= PROBLEM =
Collect every line in the listing below that contains the string "bowl", copying each one in full. Treat uppercase and lowercase as different.

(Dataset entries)
═══
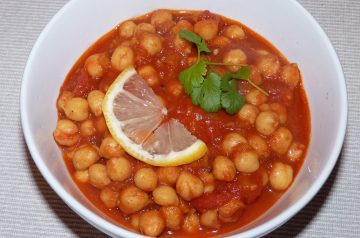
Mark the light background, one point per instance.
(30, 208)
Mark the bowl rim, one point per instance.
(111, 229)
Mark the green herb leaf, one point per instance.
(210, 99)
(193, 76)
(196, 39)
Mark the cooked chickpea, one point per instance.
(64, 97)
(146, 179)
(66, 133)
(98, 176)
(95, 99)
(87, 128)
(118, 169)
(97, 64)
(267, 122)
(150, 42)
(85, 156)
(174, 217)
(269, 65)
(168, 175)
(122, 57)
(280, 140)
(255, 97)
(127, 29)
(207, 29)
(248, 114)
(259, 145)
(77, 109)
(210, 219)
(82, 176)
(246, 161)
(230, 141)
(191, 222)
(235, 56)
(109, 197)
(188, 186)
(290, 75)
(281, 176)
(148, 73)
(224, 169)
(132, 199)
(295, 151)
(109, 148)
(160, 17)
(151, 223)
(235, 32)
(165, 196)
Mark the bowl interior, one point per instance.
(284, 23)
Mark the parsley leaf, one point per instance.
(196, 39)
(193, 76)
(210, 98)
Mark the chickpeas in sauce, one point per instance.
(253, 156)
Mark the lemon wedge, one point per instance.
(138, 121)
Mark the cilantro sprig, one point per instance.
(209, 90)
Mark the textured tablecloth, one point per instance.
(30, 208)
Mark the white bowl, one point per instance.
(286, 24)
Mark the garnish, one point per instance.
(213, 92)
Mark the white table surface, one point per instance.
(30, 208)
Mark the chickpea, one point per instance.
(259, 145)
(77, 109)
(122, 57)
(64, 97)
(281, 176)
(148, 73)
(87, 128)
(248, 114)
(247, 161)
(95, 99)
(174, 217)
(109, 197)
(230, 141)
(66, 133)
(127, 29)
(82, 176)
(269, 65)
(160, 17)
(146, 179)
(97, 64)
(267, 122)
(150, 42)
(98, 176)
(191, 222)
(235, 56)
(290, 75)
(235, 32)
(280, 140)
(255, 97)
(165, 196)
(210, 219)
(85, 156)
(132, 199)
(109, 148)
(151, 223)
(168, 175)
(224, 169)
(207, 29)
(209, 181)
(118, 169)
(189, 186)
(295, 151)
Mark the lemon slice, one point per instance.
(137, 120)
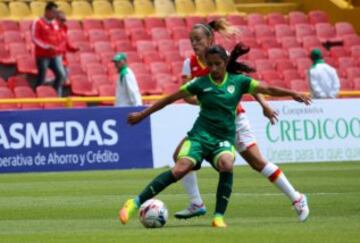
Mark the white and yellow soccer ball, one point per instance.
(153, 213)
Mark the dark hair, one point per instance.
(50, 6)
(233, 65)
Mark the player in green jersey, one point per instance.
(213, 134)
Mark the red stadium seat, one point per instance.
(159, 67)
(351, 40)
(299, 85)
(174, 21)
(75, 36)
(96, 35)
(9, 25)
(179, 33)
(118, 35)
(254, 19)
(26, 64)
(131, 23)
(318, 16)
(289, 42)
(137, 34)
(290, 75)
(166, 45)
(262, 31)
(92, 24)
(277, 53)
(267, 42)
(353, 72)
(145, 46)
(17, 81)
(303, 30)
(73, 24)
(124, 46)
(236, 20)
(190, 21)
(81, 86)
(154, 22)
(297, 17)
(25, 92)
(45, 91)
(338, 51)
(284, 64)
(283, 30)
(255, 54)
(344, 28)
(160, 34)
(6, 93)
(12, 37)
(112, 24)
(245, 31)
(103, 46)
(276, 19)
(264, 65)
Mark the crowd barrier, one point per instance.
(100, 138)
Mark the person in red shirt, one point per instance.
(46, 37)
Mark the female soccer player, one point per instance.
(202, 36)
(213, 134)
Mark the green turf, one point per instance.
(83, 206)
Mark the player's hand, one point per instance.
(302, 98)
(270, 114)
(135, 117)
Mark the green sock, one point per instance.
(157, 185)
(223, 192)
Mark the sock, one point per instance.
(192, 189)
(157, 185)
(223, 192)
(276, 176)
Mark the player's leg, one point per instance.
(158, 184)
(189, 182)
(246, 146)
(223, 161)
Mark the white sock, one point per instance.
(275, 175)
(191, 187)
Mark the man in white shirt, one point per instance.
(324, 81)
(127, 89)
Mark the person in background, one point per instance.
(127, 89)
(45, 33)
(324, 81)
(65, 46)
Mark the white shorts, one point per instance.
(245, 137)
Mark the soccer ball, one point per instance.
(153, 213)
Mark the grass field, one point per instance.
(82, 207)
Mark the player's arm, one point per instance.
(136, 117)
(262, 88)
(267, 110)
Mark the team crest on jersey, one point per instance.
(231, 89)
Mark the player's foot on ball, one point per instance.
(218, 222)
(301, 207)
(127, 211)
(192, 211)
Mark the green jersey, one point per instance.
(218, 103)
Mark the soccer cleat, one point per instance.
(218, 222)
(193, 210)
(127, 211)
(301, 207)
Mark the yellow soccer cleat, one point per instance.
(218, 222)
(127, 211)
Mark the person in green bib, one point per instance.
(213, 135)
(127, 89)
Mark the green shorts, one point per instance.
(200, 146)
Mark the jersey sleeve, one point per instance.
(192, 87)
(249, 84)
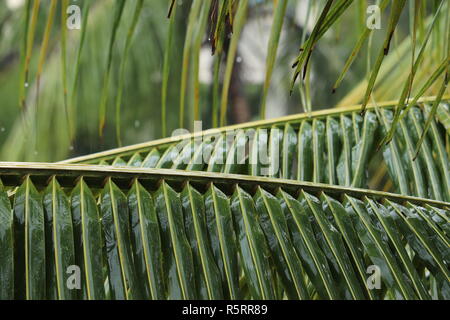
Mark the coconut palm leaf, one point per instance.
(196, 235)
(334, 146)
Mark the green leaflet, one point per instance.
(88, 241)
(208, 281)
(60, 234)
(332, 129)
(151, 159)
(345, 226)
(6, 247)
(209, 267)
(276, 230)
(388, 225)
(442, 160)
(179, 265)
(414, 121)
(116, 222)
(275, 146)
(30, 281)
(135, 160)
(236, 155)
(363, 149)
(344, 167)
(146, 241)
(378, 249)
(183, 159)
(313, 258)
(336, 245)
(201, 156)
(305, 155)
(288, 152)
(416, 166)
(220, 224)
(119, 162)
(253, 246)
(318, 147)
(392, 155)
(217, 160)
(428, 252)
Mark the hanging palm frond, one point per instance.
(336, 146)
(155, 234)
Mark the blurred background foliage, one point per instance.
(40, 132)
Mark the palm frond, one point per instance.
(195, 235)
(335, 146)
═══
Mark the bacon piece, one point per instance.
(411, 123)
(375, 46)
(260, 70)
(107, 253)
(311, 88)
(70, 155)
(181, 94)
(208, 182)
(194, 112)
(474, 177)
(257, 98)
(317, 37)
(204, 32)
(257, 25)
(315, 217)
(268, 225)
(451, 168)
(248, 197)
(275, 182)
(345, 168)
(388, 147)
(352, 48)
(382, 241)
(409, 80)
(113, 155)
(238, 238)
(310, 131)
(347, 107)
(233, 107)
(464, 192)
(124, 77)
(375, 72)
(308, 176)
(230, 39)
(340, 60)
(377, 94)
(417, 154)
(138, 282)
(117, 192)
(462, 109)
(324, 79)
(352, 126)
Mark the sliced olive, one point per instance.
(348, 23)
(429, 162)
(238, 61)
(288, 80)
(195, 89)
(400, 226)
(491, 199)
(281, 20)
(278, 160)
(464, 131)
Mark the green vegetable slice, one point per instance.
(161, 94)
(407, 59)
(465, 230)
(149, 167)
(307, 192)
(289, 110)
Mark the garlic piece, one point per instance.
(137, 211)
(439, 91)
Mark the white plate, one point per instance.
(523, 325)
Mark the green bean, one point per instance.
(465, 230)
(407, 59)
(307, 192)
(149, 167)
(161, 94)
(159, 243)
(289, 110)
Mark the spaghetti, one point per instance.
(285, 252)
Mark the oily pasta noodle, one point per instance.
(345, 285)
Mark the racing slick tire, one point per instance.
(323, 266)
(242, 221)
═══
= SOLUTION TO THE EXERCISE =
Mark the bowl rim, one point per instance.
Mark the bowl interior, one point per instance.
Mark the white bowl, one point per instance.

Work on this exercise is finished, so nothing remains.